- EXTRACT -
+-------+

I have had mine since November. I love it more today than yesterday. Its been like that from day one. If you wanna take photo's and its really a big deal than why not buy a camera??? If the N7 had all that crap on it it would've been $500 and I wouldn't have bought it. Its perfect cuz its what I wanted...a great TABLET at a great price.

Sent from my Nexus 7 using RootzWiki


----------



## Natey2 (Jun 7, 2012)

Get the 32GB version. If I didn't have my 16GB N7, I would.


----------



## carpenter77 (Jan 1, 2012)

Bought a Sammy galaxy tab 2 7.0 for $179 to keep my kids of my n7. All I have to say is the nexus 7 is way better. The screen is nothing compared to the N7. Feels better in hand. Get it.

Sent from my Galaxy Nexus using RootzWiki


----------



## number5toad (Sep 13, 2011)

yarly said:


> Yeah, I don't see a reason for rear camera. I carry my phone with me much more often.


as long as I'm wearing clothes, my phone is in a pocket...and if I'm not it's still within arm's reach if I need a quick picture

my two bits, I ordered my 8GB N7 the day it was announced, I use it almost every day for reading and it's even pushed my home computers out of rotation for many tasks. it's fantastic, I love it, and I recommend it to people all the time. I think I've handled every other 7" tab on the market at this point, and haven't found one that competes on every level. the iPad Mini honestly comes the closest, but I have only recommended that to people already bought into the iTunes ecosystem.


----------



## hellsbells (Jun 12, 2011)

I think people who use tablets to take pictures are rude, selfish and lazy. Was at Graceland and there were people holding up ipads to take pictures, therefore blocking everyone else's view plus you don't get much time in each room. I've seen people use them at concerts. Just imagine that you were the guy behind the person with the tablet. Imagine the shots ruined because there is someone else's tablet in the shot. Pet peeve. 

So, yeah, get the nexus 7 without the rear camera please.


----------



## billymaloney3 (Nov 24, 2011)

the only thing thats holding me back from getting one is the refresh coming in may. Do you guys think its worth it to pick one up now or should i wait?


----------



## masully84 (Jul 17, 2012)

billymaloney3 said:


> the only thing thats holding me back from getting one is the refresh coming in may. Do you guys think its worth it to pick one up now or should i wait?


Dude get one already, you keep posting that you want one.

Sent from my Nexus 7


----------



## yarly (Jun 22, 2011)

masully84 said:


> Dude get one already, you keep posting that you want one.
> 
> Sent from my Nexus 7


There's a % of Android forum users that always seem to have troubles being decisive on what device they want or should get. Then the same with ROM, Kernels, etc. There's evidence that show a large % of people do not like lots of choices despite what one would perceive as the contrary (mainly because of "buyer's remorse syndrome" where the person thinks they made the wrong choice versus where you have no choices and have to be content with what you already have). That plus it takes time to research which is the best and some people do not want to do that either because of time constraints or are impatient. I sometimes question if those that keep asking other people to make up their minds for them are perhaps using the wrong device platform and would be happier with one that gives less choices or more obvious choices.

+-------+

- WHAT YOU NEED TO DO -
In the Nexus 7 forum thread, how much did carpenter77 pay for the Galaxy Tab 2 7.0? The data plays no part in this.

- COLLECTED DATA -

+-------+

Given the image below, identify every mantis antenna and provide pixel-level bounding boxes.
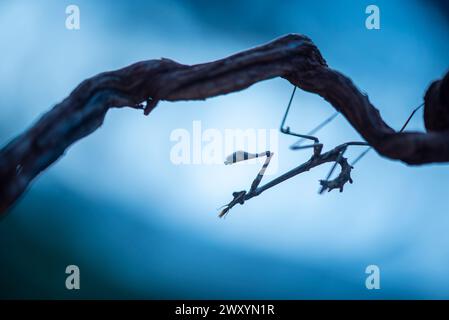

+-------+

- ANSWER BELOW -
$179